• [Given data]:
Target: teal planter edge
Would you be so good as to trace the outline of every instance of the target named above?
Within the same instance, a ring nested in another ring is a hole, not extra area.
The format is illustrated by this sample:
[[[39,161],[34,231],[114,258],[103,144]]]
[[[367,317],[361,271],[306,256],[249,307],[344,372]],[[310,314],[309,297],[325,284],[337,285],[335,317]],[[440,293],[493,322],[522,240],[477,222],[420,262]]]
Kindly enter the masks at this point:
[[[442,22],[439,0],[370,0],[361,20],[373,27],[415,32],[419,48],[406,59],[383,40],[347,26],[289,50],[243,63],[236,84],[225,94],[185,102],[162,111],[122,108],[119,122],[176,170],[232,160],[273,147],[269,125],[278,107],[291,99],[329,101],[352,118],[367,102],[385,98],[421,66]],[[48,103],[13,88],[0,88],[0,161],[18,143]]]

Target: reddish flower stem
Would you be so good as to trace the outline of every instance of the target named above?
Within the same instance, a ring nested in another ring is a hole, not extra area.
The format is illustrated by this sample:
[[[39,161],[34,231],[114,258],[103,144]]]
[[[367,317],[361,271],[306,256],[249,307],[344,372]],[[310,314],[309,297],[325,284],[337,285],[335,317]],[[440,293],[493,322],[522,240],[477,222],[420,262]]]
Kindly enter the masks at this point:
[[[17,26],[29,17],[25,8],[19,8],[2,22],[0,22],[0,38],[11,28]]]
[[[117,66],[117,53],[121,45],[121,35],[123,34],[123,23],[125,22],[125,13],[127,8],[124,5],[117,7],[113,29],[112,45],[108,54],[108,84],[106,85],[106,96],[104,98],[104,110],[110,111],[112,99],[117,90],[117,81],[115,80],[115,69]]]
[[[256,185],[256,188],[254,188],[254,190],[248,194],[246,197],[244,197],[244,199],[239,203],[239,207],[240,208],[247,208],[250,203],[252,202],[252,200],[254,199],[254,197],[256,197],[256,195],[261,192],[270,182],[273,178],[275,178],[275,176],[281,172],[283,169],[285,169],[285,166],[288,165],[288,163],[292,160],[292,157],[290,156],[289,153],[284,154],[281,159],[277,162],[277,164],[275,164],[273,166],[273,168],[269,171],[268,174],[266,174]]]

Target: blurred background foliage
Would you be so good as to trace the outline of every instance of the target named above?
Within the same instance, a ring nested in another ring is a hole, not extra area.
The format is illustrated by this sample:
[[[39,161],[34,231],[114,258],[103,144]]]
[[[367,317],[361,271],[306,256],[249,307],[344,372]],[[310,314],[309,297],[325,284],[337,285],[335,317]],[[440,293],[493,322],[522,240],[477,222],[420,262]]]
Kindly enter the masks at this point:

• [Goal of the exercise]: The data must be transcribed in full. Every word stays the same.

• [Solution to this task]:
Target: teal planter edge
Would you be so good as to trace the outline of every instance of the target named above?
Within the same instance, a ring nested in another ring is a hole, not extra area.
The format is illustrated by this sample:
[[[39,161],[34,231],[114,258],[103,144]]]
[[[367,317],[361,271],[306,256],[249,307],[344,372]],[[310,314],[309,297],[325,284],[337,285],[335,317]],[[440,293],[493,322],[522,240],[477,222],[420,262]]]
Kindly enter the masks at this point:
[[[442,22],[439,0],[370,0],[361,20],[373,27],[415,32],[419,48],[406,59],[383,40],[347,26],[289,50],[243,63],[236,84],[225,94],[185,102],[162,111],[122,108],[119,122],[176,170],[232,160],[273,147],[269,125],[278,107],[291,99],[329,101],[352,118],[367,102],[385,98],[421,66]],[[48,103],[13,88],[0,88],[0,161],[18,143]]]

Target: reddish flower stem
Would you be so good as to trace the outline of every instance of the target named above?
Within the same instance, a ring nested in another ring is a hole, not extra area.
The format is illustrated by this sample:
[[[39,161],[34,231],[114,258],[103,144]]]
[[[367,317],[361,271],[306,256],[249,307],[344,372]],[[310,314],[309,297],[325,284],[337,285],[335,317]],[[440,293],[493,322],[522,240],[477,222],[420,262]]]
Kindly enter the masks at this point:
[[[17,26],[29,17],[25,8],[19,8],[2,22],[0,22],[0,38],[11,28]]]
[[[117,66],[117,53],[121,45],[121,35],[123,34],[123,23],[125,22],[125,13],[127,8],[124,5],[117,7],[113,29],[112,45],[108,54],[108,84],[106,85],[106,96],[104,98],[104,110],[110,111],[112,99],[117,90],[117,81],[115,80],[115,69]]]
[[[256,185],[256,188],[254,188],[254,190],[248,194],[246,197],[244,197],[244,199],[239,203],[239,207],[240,208],[247,208],[250,203],[252,202],[252,200],[254,199],[254,197],[256,197],[256,195],[261,192],[270,182],[273,178],[275,178],[275,176],[281,172],[283,169],[285,169],[285,166],[288,165],[288,163],[292,160],[292,157],[290,156],[289,153],[284,154],[281,159],[277,162],[277,164],[275,164],[273,166],[273,168],[269,171],[268,174],[266,174]]]

Target: blurred background foliage
Would you be so good as to trace the outline of every instance of the target named above?
Within the same instance, a ring nested in another ring is a hole, not extra area.
The format is illustrated by this sample:
[[[39,161],[34,231],[114,258],[103,144]]]
[[[367,317],[361,271],[306,256],[249,307],[344,372]],[[310,314],[309,297],[325,284],[337,285],[335,317]],[[440,293],[493,322],[522,240],[477,222],[420,262]]]
Kindly enter the masks at this point:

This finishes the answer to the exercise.